What to do
Output every entry verbatim.

The records Block Start

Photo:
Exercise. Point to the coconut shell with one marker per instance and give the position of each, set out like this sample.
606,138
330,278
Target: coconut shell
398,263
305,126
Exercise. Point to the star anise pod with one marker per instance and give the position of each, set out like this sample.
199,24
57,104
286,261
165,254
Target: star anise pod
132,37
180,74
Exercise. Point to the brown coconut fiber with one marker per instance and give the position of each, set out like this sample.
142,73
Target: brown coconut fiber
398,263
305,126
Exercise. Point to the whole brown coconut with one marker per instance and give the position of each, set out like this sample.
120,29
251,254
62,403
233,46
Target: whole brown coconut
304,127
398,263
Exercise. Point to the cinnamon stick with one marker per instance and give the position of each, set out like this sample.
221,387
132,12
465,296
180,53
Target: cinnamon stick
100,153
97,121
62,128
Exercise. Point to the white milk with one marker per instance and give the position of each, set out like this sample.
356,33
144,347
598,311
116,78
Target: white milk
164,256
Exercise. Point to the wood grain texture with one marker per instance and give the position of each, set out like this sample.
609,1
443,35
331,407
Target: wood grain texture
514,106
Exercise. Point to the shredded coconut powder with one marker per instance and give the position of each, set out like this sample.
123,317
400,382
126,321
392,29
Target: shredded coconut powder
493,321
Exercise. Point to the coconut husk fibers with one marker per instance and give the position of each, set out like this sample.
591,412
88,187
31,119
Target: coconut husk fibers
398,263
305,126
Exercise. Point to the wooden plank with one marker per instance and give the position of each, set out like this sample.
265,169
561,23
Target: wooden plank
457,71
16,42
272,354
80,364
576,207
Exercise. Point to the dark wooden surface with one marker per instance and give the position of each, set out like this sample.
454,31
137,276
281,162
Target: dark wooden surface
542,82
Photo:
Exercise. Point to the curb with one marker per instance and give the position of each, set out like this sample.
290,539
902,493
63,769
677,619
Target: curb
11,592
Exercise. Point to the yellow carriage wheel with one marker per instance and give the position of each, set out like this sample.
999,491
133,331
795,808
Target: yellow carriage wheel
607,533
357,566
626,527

The records Block End

Answer to the problem
Photo:
Exercise. Point to the coconut shell with one marker per instance and give the position of each, set out like this sample.
606,138
330,278
Target: coconut shell
398,263
305,126
Exercise. Point to the star anise pod with one marker per instance and give the position of each, set out like this sample.
199,24
57,104
286,261
165,254
Target: star anise pod
132,37
180,74
Exercise. Point to the brown coconut fiber with one marker per instance and give the position of each, set out like this sample.
142,73
Target: brown coconut fiber
398,263
305,126
Exercise. Point to the whole brown coconut with one marker per instance and give the position of each, set out like this sample.
120,29
251,254
62,403
233,46
Target: whole brown coconut
304,127
398,263
Exercise. Point to the cinnamon stick with one marker per instance and give the position of each, set out like this sample.
221,387
132,12
465,296
180,53
Target: cinnamon stick
100,153
97,121
62,128
Exercise. Point to the white milk with one marker per instance and give the position of each, set out like this sample.
356,33
144,347
598,311
116,78
Target: white milk
164,256
Exercise. Point to the wood grain texture with one marker per instance and give the position of each, set out like this sample.
609,1
443,35
331,407
Target: wood grain texture
514,106
Exercise. Point to the shredded coconut powder with one marker per instance and give the position of each, set out like this sample.
123,317
400,382
126,321
392,29
Target: shredded coconut powder
493,321
Exercise. Point to the coconut husk fibers with one marker per instance and give the position of each, set out like this sample.
591,412
88,187
31,119
Target: coconut husk fibers
398,263
305,126
Exercise. Point to the wooden plank with one marker per instance and give the position of each, set out like this sample.
265,169
561,23
Target: wooden plank
457,71
16,42
272,354
80,364
576,207
Exercise. Point to the dark wooden surface with one marker per instance and give the position of each, set out like this sample.
454,31
137,276
281,162
Target: dark wooden surface
542,82
Photo:
Exercise. Point to the curb with one marker per instance and give the position of each, set out like this sample.
290,539
902,493
63,769
677,619
Target: curb
11,592
Exercise. Point to the yellow carriage wheel with one marker per instance and give the position of each, set out like this sample.
999,491
133,331
795,808
Target: yellow carriage wheel
607,533
357,566
626,527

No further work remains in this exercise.